Point annotation dataset records
---
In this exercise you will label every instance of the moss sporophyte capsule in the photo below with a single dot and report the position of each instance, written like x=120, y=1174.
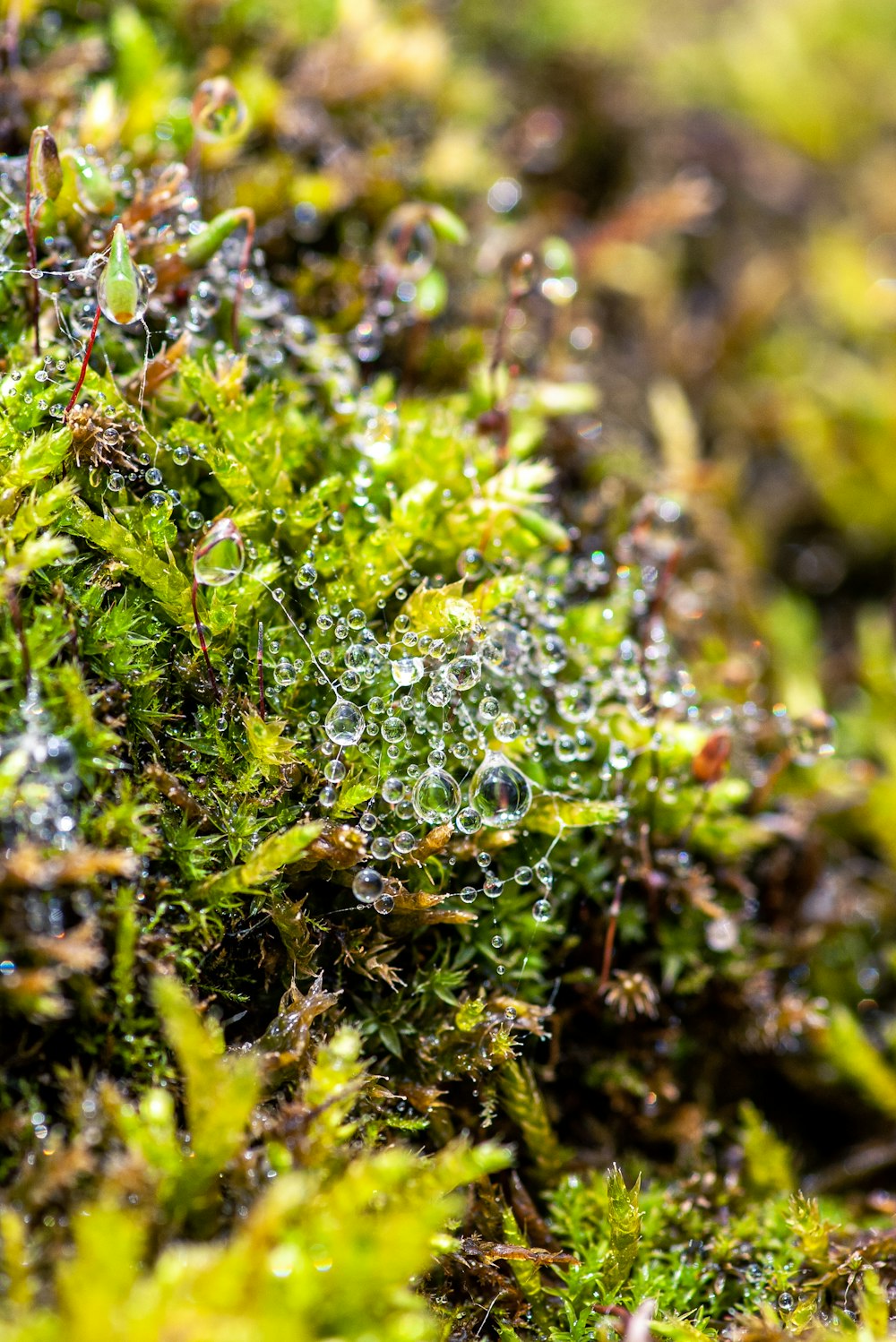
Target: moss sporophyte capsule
x=122, y=291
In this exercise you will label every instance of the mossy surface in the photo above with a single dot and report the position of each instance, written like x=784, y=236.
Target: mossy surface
x=432, y=900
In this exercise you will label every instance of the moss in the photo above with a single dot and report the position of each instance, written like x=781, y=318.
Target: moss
x=402, y=824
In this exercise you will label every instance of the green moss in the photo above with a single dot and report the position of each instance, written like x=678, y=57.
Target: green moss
x=400, y=823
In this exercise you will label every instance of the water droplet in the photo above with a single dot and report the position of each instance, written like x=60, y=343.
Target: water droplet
x=436, y=797
x=499, y=791
x=471, y=563
x=506, y=727
x=469, y=821
x=366, y=884
x=574, y=702
x=343, y=724
x=618, y=757
x=219, y=555
x=407, y=670
x=463, y=673
x=393, y=730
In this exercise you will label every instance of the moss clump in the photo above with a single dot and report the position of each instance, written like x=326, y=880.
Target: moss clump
x=373, y=823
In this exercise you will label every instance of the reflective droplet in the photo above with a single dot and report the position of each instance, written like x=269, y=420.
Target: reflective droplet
x=501, y=792
x=469, y=821
x=574, y=702
x=343, y=724
x=463, y=673
x=366, y=884
x=436, y=797
x=407, y=670
x=219, y=555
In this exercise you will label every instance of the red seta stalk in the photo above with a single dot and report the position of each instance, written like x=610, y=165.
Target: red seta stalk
x=259, y=657
x=240, y=282
x=202, y=643
x=32, y=248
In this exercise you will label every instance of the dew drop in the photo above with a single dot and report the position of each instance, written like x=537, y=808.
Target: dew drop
x=366, y=884
x=436, y=797
x=499, y=791
x=220, y=555
x=343, y=724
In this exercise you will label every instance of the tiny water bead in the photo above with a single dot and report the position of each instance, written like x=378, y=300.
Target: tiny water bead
x=436, y=797
x=501, y=792
x=122, y=291
x=343, y=724
x=220, y=555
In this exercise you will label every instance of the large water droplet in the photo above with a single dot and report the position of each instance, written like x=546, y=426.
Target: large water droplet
x=366, y=884
x=436, y=796
x=343, y=724
x=220, y=555
x=218, y=112
x=499, y=791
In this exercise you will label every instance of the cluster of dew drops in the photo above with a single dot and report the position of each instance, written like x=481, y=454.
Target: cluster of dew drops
x=461, y=729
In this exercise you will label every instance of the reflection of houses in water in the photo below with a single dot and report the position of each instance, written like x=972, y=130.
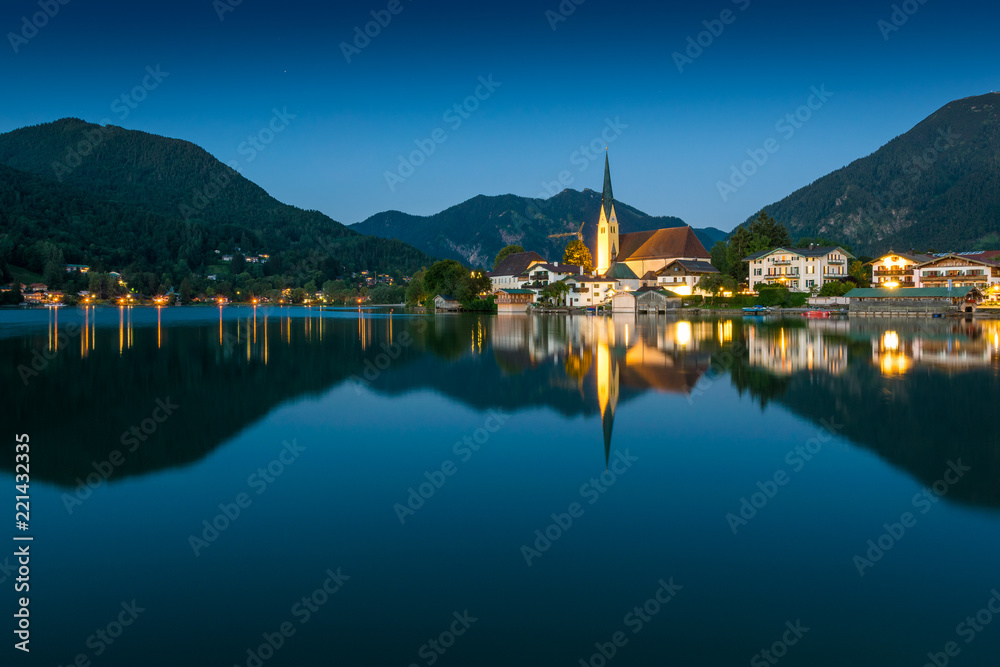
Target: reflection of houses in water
x=639, y=354
x=966, y=345
x=784, y=351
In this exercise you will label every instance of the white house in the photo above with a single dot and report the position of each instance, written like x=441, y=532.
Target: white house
x=543, y=274
x=958, y=270
x=508, y=274
x=798, y=269
x=681, y=276
x=895, y=269
x=589, y=290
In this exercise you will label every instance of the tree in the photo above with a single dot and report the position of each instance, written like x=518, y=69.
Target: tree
x=767, y=233
x=509, y=250
x=720, y=258
x=578, y=253
x=835, y=288
x=713, y=283
x=444, y=277
x=555, y=292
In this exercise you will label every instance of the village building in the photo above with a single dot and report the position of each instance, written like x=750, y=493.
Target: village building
x=514, y=300
x=446, y=302
x=648, y=299
x=544, y=274
x=958, y=270
x=913, y=300
x=641, y=252
x=587, y=290
x=895, y=269
x=681, y=276
x=508, y=274
x=798, y=269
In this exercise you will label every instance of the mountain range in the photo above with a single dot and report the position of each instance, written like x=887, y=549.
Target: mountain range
x=111, y=197
x=936, y=187
x=474, y=231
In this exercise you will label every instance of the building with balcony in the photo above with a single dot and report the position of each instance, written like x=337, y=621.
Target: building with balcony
x=589, y=290
x=958, y=270
x=681, y=276
x=895, y=269
x=798, y=269
x=509, y=274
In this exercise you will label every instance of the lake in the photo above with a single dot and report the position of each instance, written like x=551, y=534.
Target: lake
x=290, y=486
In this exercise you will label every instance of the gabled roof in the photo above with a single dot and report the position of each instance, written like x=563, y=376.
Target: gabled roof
x=692, y=266
x=561, y=268
x=620, y=271
x=660, y=243
x=817, y=251
x=659, y=290
x=517, y=263
x=969, y=257
x=912, y=256
x=588, y=279
x=908, y=292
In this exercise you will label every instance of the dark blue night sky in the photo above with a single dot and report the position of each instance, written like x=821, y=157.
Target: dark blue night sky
x=564, y=79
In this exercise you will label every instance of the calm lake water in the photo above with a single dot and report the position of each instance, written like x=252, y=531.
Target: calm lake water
x=296, y=487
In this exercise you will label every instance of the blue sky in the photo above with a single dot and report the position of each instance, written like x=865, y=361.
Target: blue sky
x=557, y=85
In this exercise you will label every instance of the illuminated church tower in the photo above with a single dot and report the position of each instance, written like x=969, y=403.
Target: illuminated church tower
x=607, y=227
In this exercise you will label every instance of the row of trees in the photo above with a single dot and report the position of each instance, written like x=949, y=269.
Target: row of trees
x=449, y=277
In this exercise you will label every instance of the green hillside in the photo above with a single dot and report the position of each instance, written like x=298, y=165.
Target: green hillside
x=936, y=186
x=147, y=202
x=474, y=231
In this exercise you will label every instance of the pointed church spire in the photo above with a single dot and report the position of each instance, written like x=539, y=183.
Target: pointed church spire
x=608, y=198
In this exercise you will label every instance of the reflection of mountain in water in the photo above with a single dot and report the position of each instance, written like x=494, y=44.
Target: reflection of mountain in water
x=916, y=392
x=913, y=392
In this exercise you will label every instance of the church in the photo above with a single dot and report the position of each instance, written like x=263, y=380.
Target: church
x=638, y=254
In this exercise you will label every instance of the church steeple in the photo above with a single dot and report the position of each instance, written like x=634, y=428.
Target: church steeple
x=607, y=227
x=608, y=198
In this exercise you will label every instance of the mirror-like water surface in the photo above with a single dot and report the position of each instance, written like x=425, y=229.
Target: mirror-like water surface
x=294, y=487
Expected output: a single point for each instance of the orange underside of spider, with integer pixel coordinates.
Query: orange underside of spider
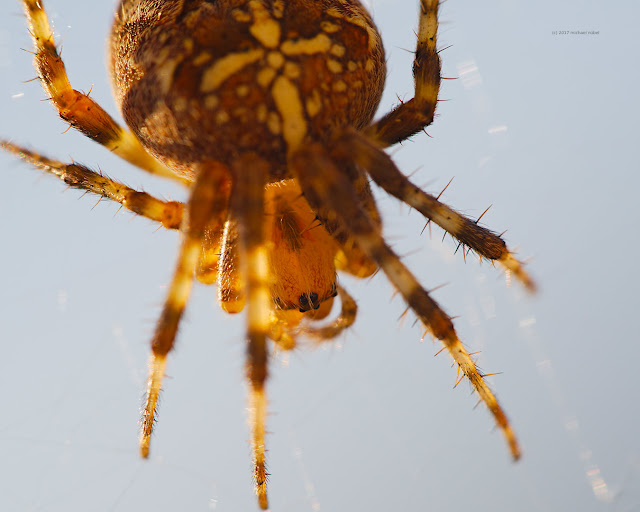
(264, 110)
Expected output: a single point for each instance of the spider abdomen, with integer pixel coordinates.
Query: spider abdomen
(202, 80)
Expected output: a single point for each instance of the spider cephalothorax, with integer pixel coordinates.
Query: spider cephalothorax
(263, 109)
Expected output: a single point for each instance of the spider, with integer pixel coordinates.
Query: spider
(264, 110)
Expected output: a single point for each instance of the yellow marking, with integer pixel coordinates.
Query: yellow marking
(318, 44)
(334, 66)
(287, 99)
(242, 90)
(338, 50)
(201, 59)
(266, 76)
(222, 117)
(275, 60)
(339, 86)
(278, 8)
(314, 103)
(241, 16)
(265, 29)
(329, 28)
(226, 67)
(260, 300)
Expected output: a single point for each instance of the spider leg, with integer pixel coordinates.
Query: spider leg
(77, 108)
(231, 281)
(347, 317)
(167, 213)
(207, 204)
(414, 115)
(247, 210)
(329, 191)
(384, 172)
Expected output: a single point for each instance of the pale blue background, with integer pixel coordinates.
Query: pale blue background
(543, 127)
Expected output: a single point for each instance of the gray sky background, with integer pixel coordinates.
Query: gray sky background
(542, 126)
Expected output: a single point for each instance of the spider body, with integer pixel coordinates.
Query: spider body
(210, 80)
(263, 109)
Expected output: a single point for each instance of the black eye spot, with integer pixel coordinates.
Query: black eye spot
(308, 301)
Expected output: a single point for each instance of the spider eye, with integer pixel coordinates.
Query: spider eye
(308, 301)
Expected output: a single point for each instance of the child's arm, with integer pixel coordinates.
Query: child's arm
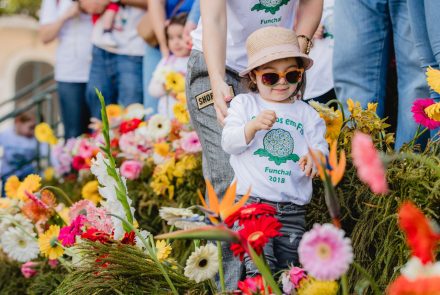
(156, 87)
(238, 132)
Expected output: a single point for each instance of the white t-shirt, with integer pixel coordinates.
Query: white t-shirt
(320, 76)
(243, 18)
(269, 163)
(124, 32)
(156, 87)
(74, 52)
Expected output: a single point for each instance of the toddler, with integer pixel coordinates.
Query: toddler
(176, 63)
(268, 132)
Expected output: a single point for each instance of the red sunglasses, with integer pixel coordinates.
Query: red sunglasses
(272, 78)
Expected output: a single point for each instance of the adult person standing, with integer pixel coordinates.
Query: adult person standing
(160, 12)
(424, 16)
(62, 20)
(116, 71)
(220, 41)
(363, 33)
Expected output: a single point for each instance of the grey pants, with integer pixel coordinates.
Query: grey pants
(282, 251)
(216, 165)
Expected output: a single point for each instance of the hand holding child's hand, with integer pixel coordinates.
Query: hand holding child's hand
(306, 165)
(265, 120)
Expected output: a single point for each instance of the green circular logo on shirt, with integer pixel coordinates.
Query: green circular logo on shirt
(270, 6)
(278, 146)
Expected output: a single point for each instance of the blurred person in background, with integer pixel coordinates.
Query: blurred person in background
(62, 20)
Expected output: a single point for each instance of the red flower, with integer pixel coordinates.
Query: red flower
(129, 125)
(129, 238)
(421, 238)
(94, 235)
(420, 286)
(79, 163)
(248, 212)
(252, 286)
(257, 233)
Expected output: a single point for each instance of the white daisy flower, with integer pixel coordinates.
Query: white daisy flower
(19, 245)
(202, 264)
(158, 127)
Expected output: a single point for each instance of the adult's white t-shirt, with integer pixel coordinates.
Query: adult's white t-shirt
(320, 75)
(243, 18)
(74, 52)
(124, 32)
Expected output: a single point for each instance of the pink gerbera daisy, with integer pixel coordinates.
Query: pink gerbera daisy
(324, 252)
(420, 116)
(368, 163)
(190, 142)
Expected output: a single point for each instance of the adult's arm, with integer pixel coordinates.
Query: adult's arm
(213, 15)
(309, 17)
(49, 32)
(158, 17)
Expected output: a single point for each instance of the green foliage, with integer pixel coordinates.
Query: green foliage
(27, 7)
(117, 269)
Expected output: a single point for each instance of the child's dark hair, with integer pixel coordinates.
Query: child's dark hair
(179, 19)
(253, 86)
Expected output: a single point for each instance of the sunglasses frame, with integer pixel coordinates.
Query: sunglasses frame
(281, 75)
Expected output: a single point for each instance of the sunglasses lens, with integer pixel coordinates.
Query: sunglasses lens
(270, 78)
(293, 77)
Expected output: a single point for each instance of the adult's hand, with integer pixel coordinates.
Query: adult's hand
(93, 6)
(222, 94)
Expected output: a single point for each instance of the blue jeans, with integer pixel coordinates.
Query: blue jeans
(363, 33)
(151, 59)
(424, 16)
(75, 113)
(118, 77)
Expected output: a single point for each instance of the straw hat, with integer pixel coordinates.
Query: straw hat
(271, 43)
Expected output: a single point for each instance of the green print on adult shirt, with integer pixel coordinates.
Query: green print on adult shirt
(278, 146)
(269, 6)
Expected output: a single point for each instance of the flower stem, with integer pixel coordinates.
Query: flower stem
(220, 267)
(373, 284)
(344, 284)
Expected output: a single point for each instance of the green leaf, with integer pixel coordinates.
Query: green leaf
(213, 233)
(264, 270)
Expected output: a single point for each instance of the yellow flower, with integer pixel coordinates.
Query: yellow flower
(163, 250)
(30, 184)
(48, 173)
(49, 244)
(162, 149)
(175, 82)
(113, 111)
(433, 79)
(433, 112)
(11, 187)
(90, 192)
(181, 113)
(44, 134)
(312, 286)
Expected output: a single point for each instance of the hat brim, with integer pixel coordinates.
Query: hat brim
(307, 61)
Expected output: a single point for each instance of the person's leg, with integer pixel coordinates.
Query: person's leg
(102, 77)
(361, 51)
(151, 59)
(74, 110)
(129, 79)
(216, 167)
(411, 78)
(285, 247)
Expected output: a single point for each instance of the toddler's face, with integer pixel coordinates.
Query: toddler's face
(278, 79)
(176, 43)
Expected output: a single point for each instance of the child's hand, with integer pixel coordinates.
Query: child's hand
(306, 165)
(265, 120)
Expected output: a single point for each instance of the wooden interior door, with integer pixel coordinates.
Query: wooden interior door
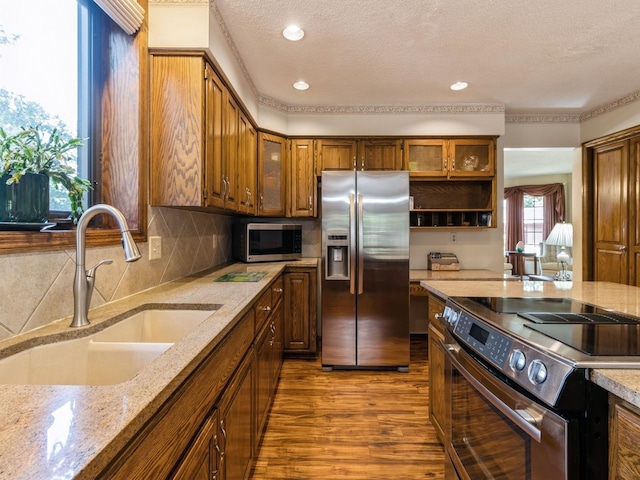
(610, 210)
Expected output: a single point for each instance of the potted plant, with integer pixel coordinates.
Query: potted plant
(28, 161)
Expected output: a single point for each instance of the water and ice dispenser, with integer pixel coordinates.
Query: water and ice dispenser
(337, 255)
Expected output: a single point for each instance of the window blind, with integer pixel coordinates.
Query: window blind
(128, 14)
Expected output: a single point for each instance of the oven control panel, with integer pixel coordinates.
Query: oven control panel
(538, 372)
(491, 344)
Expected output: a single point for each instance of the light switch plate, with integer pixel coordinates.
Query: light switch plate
(155, 248)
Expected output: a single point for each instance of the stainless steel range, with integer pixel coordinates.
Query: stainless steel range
(521, 405)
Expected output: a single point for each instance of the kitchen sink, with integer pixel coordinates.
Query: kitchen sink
(110, 356)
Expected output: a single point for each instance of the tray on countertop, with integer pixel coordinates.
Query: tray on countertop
(241, 277)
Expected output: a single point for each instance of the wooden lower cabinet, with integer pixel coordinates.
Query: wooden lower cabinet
(300, 316)
(624, 441)
(202, 460)
(208, 428)
(268, 360)
(437, 405)
(236, 424)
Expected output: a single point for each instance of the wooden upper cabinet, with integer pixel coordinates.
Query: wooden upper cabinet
(272, 163)
(214, 103)
(359, 154)
(379, 155)
(463, 157)
(336, 154)
(302, 180)
(247, 167)
(196, 146)
(178, 132)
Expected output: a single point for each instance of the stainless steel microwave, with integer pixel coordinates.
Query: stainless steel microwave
(267, 242)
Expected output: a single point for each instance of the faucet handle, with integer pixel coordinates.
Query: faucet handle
(91, 273)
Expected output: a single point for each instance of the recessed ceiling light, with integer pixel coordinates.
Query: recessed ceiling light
(293, 33)
(459, 86)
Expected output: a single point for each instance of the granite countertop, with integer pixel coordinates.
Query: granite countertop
(624, 383)
(416, 275)
(63, 432)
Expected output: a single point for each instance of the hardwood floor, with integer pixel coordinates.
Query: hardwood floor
(351, 424)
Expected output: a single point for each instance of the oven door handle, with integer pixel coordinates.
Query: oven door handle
(525, 419)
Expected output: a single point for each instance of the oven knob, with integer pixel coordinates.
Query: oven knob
(537, 372)
(517, 360)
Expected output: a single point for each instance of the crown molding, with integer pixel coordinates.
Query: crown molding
(514, 118)
(381, 109)
(540, 118)
(632, 97)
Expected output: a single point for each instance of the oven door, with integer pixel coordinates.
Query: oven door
(494, 432)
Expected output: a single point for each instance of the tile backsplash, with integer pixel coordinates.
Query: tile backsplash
(36, 288)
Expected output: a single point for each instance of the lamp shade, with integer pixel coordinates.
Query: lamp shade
(562, 235)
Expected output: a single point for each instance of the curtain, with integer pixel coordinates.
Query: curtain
(128, 14)
(554, 209)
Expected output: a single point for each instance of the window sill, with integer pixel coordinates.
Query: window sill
(22, 242)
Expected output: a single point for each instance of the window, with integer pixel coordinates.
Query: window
(47, 75)
(533, 222)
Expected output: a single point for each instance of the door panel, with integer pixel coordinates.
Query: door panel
(610, 212)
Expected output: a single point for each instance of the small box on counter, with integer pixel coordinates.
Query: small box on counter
(442, 261)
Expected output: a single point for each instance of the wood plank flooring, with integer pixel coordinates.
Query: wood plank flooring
(351, 424)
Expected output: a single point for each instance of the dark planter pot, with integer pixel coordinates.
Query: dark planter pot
(25, 202)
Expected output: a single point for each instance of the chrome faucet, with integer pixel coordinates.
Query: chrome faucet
(84, 280)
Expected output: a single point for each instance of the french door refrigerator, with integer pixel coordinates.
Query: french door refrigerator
(365, 269)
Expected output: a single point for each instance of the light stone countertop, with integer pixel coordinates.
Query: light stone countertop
(64, 432)
(624, 383)
(417, 275)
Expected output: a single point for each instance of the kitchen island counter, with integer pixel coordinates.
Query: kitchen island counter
(624, 383)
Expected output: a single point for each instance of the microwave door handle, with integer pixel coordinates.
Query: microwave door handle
(360, 244)
(522, 418)
(352, 244)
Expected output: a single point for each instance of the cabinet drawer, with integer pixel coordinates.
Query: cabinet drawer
(263, 308)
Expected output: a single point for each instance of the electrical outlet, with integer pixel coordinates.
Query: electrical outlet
(155, 248)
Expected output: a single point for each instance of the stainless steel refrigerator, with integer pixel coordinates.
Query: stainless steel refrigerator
(365, 270)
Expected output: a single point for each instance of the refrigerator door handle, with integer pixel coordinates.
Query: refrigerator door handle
(360, 244)
(352, 244)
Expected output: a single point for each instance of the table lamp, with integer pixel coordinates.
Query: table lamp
(562, 236)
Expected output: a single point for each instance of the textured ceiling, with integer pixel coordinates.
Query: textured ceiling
(543, 56)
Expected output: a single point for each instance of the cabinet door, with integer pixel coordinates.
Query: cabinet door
(471, 157)
(302, 180)
(611, 176)
(271, 171)
(437, 405)
(236, 424)
(231, 116)
(426, 157)
(336, 154)
(214, 106)
(264, 355)
(176, 144)
(380, 155)
(300, 311)
(201, 460)
(247, 166)
(624, 443)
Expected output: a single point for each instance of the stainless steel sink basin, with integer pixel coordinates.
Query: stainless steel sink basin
(107, 357)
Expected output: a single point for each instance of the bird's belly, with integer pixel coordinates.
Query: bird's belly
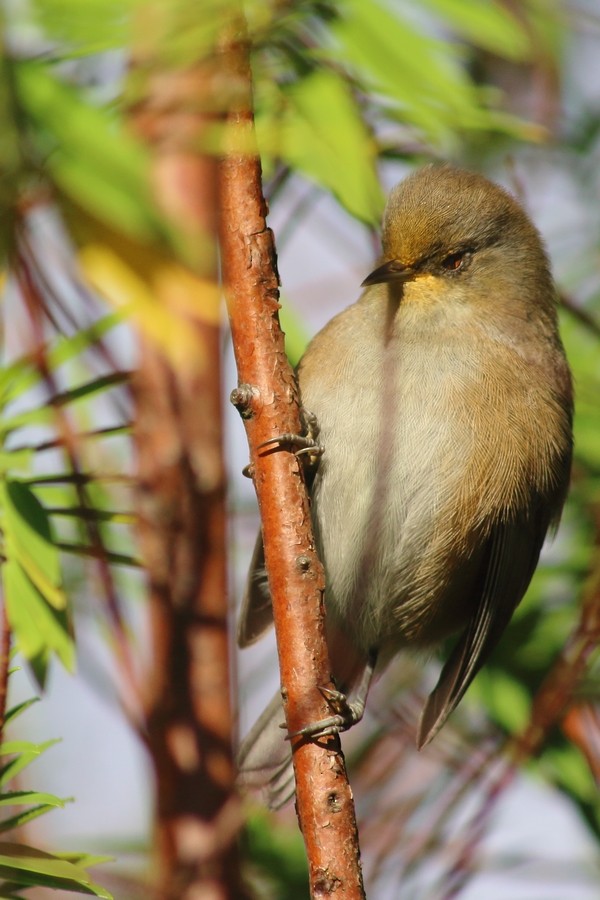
(384, 520)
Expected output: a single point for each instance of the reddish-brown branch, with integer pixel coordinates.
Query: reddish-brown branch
(181, 500)
(268, 402)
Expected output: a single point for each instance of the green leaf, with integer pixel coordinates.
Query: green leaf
(323, 135)
(26, 753)
(487, 25)
(418, 79)
(29, 541)
(505, 699)
(23, 818)
(89, 156)
(28, 866)
(93, 26)
(23, 374)
(39, 629)
(21, 798)
(15, 711)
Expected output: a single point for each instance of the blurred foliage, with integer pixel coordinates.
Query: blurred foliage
(341, 90)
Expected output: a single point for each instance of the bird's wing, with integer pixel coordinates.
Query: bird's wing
(512, 556)
(256, 614)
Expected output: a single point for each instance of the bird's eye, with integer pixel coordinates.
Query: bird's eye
(455, 261)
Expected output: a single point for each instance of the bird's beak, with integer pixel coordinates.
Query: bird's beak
(394, 270)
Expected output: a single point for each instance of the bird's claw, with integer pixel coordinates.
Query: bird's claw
(345, 715)
(307, 444)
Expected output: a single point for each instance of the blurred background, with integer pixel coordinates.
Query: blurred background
(349, 98)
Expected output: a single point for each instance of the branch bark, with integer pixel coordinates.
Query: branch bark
(267, 399)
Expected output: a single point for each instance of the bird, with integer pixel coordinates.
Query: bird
(444, 405)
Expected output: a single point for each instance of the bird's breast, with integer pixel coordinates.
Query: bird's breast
(427, 442)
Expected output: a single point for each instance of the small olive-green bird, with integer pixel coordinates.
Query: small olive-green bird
(444, 403)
---
# Set exercise:
Your task is to reproduce, exactly and exclusively, the lines from the one holding "beak, with integer pixel coordinates." through the final line of the listing.

# Result of this task:
Expected output: a single point for each instance of the bird's beak, with integer pixel coordinates.
Query: bird's beak
(394, 270)
Expected output: a single point for each instance of the bird's claw, with integer pixel coordinates.
Query: bird's claw
(345, 715)
(307, 444)
Expected output: a single point for each instance of the blurred background, with integer pixel coordinates.
Query: blurred background
(349, 98)
Expected output: a single point for each instance of the branch bark, with integer pixel coordinates.
Query: branch bark
(267, 399)
Expected output: a single point for each instance of the bird, with integer pixel coordinates.
Query: bird
(444, 405)
Expected output: a single point for each instance of the bird's breast, with integer pixel coordinates.
Query: bird's breast
(427, 442)
Expected output: a single point for each instance of the small olive-green bird, with integer pixel coordinates.
Query: small olive-green bird
(444, 403)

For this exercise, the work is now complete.